INFORMATION>
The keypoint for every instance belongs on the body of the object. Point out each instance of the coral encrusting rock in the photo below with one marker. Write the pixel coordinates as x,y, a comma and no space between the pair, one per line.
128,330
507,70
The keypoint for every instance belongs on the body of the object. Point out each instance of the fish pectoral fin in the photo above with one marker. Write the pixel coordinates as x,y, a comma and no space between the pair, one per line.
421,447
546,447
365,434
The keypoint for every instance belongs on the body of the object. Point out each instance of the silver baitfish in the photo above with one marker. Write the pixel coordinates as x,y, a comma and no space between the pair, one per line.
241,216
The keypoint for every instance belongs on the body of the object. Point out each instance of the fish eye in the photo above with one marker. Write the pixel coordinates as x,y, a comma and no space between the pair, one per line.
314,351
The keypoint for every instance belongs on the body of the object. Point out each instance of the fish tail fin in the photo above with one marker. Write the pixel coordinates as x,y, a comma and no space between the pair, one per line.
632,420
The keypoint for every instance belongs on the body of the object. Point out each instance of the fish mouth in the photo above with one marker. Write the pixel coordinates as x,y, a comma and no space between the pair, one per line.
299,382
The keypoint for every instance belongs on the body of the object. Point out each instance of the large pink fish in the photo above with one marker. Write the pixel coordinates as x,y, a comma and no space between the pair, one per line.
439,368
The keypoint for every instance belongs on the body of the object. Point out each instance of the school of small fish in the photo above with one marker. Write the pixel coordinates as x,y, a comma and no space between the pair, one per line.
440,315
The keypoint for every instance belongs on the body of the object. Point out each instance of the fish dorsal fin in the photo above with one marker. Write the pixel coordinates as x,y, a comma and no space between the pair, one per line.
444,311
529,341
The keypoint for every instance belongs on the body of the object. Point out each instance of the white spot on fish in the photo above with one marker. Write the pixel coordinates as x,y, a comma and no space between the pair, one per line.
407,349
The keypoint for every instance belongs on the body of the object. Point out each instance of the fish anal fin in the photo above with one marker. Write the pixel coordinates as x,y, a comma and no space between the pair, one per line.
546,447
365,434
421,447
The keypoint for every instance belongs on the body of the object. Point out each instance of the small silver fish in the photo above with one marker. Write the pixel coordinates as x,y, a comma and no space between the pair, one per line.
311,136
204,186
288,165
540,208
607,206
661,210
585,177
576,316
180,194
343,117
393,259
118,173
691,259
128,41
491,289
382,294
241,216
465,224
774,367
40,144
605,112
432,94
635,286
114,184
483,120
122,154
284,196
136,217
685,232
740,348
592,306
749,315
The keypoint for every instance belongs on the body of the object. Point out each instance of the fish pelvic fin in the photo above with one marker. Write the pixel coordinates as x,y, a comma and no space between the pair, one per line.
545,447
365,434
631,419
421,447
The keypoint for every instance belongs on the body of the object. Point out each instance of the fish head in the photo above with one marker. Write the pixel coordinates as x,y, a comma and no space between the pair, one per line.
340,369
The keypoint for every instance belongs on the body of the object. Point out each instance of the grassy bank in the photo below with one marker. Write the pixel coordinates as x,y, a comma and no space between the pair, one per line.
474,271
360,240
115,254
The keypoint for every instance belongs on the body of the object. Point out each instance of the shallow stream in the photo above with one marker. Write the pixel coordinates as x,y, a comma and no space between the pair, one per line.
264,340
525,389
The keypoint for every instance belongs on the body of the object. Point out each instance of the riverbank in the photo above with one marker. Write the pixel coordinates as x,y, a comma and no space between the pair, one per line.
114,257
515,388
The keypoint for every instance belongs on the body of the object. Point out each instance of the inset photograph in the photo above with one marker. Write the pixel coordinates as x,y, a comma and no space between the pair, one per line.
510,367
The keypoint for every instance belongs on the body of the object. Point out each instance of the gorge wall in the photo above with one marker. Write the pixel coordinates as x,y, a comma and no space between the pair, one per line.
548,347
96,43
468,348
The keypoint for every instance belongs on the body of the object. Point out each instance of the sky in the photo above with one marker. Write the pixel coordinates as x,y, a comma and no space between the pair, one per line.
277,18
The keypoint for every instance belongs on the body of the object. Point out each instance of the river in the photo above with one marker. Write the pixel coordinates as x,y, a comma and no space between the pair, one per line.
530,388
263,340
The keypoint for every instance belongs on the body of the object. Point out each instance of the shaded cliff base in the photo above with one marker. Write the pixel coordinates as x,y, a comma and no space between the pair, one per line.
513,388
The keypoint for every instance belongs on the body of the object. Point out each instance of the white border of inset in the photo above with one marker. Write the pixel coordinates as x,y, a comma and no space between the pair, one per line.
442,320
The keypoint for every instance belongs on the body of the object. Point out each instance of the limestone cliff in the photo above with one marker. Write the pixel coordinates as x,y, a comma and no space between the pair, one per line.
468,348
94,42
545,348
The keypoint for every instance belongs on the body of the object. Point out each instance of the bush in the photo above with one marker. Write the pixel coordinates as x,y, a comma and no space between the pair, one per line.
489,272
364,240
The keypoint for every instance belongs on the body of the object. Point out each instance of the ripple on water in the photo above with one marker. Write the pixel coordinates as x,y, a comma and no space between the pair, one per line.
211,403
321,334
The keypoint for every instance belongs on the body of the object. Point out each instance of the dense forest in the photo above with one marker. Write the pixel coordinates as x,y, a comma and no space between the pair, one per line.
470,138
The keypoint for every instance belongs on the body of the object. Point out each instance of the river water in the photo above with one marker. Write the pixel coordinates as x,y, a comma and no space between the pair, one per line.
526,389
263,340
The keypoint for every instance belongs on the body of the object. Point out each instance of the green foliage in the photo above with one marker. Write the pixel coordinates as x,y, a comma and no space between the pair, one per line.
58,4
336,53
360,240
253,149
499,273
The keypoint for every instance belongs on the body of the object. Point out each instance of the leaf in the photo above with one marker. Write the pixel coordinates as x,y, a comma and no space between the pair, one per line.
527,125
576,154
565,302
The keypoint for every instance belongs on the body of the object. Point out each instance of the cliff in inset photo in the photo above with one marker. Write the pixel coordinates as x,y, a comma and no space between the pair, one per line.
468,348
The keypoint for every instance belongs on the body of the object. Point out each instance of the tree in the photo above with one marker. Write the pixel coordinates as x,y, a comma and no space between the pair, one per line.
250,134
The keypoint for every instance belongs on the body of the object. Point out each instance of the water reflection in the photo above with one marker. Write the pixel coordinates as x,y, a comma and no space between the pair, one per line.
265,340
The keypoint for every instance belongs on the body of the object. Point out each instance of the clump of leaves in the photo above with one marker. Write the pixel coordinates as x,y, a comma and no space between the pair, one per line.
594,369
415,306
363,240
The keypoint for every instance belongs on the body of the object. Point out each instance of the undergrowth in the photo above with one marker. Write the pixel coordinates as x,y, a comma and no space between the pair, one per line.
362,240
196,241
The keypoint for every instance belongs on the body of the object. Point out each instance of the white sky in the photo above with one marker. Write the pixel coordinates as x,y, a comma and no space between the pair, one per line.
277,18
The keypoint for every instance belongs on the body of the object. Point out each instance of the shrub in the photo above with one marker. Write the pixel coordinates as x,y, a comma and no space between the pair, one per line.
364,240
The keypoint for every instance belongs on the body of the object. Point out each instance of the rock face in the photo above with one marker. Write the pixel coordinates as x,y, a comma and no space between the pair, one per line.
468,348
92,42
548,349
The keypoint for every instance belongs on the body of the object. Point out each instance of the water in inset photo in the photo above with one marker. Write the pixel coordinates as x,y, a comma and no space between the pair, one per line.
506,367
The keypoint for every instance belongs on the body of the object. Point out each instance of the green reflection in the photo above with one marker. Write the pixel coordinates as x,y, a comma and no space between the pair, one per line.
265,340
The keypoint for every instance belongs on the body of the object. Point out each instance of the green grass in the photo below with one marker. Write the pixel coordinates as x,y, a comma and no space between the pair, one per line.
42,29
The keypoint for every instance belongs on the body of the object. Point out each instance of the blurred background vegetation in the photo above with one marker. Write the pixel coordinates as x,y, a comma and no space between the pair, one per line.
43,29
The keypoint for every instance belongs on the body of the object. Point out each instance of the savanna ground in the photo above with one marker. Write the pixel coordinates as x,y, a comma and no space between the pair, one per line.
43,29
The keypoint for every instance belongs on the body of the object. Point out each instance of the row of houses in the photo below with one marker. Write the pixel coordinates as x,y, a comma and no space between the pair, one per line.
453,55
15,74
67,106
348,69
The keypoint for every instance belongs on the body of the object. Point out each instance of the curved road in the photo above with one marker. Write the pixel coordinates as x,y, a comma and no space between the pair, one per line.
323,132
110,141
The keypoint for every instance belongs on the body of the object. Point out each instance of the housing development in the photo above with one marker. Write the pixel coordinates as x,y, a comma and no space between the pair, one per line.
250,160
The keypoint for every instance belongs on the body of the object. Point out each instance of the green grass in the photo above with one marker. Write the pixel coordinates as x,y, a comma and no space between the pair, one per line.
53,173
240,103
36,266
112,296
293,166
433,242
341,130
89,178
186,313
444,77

WHAT YOU NEED TO DO> Leave out every line before the one containing "of the curved". Transcribe that line and all lines after it through the end of the data above, exactly.

OUTPUT FOR THIS EXERCISE>
The keypoint for every instance belongs on the body of the object. Point out each instance of the curved road in the photo above with one marker. Write the pixel coordinates as x,y, a comma and no space between the pair, one per line.
323,132
110,141
The keypoint for every instance belongs on the body of the object. Point out each instance of the housing development in the photo above with one marker. Write the pixel coordinates as x,y, a comma and no space between the pair, one per line.
250,160
The keypoint for every instance belongs on the body of the object. Point out each instance of the green grass in the photo above with one marker. Write the pixel coordinates as x,y, a comma and no space between the pair, one per line.
53,173
240,103
36,266
112,296
293,166
433,242
341,130
89,178
186,313
444,77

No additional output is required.